■ Stated task ■
Give the data lines from the line with "Make sure each instance of the dark" through the line with "(1093, 238)", both included, as a Markdown table with columns "Row" and "Line", numbering each row and omitting blank lines.

Stored data:

===============

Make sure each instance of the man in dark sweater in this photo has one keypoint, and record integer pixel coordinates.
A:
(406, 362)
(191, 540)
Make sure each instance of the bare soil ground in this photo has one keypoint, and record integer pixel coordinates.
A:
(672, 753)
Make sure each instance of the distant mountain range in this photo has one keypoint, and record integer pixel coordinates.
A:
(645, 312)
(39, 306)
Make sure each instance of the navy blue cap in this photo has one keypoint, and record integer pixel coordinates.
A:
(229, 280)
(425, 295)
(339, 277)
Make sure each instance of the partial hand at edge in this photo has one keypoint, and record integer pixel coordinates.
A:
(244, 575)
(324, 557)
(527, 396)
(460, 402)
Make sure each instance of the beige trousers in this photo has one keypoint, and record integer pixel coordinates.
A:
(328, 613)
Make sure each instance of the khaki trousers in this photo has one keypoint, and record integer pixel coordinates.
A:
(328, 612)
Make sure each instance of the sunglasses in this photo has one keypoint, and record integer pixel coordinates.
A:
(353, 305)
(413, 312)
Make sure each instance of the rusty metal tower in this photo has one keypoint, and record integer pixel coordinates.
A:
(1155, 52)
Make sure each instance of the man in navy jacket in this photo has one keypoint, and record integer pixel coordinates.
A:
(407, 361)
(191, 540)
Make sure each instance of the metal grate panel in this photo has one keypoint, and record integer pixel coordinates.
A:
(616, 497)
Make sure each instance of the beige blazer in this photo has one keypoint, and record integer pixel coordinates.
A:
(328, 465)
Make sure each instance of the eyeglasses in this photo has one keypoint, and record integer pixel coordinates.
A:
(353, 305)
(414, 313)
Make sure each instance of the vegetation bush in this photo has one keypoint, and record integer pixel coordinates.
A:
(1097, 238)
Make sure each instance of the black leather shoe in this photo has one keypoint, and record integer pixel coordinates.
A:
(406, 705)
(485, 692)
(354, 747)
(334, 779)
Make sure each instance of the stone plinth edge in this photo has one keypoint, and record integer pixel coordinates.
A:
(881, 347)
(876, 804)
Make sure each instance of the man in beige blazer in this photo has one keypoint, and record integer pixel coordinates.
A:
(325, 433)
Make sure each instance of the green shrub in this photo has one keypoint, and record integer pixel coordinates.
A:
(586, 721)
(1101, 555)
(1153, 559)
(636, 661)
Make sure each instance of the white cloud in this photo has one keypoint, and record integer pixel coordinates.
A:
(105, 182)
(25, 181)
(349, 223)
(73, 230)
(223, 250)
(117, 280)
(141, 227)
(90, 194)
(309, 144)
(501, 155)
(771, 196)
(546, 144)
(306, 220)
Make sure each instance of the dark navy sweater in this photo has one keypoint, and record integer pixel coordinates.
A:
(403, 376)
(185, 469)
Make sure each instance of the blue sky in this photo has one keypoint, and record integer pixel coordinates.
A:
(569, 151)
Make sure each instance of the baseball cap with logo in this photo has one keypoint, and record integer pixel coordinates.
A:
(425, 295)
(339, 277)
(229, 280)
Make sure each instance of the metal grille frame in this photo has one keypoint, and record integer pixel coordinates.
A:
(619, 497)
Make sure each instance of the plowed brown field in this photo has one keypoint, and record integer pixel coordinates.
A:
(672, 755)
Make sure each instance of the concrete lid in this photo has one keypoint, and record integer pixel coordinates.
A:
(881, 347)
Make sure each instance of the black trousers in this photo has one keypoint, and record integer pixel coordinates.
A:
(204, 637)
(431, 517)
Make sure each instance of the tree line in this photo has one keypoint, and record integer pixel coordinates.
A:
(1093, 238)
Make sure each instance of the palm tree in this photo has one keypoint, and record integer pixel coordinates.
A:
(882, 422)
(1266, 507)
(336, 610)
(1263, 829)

===============

■ Reply ■
| Row | Line |
|---|---|
| 1 | Make sure each instance of the dark navy sweater in this photo has one keypoint, and record integer pixel coordinates. |
| 2 | A: |
| 3 | (403, 376) |
| 4 | (185, 469) |
| 5 | Make sure each instance of the blue sky in this photo has one keypoint, and record integer pixel coordinates. |
| 6 | A: |
| 7 | (569, 151) |
| 8 | Make sure each instance of the baseball cap with logo in this photo has one keypoint, and record integer pixel coordinates. |
| 9 | A: |
| 10 | (425, 295) |
| 11 | (339, 277) |
| 12 | (229, 280) |
| 13 | Make sure each instance of the metal grille frame in this photo has one keypoint, and record integer pixel coordinates. |
| 14 | A: |
| 15 | (619, 497) |
| 16 | Make sure each instance of the plowed brown field in this photo has one keypoint, and record integer pixel coordinates. |
| 17 | A: |
| 18 | (672, 755) |
| 19 | Make sure each instance of the concrete lid in this photo has one keypoint, and record integer pixel coordinates. |
| 20 | A: |
| 21 | (881, 347) |
| 22 | Make sure each instance of the black trousers in this photo has one keypoint, and record integer pixel coordinates. |
| 23 | A: |
| 24 | (204, 637) |
| 25 | (431, 517) |
| 26 | Make sure each instance of the tree line in this photo has one keypoint, and record integer pixel coordinates. |
| 27 | A: |
| 28 | (1093, 238) |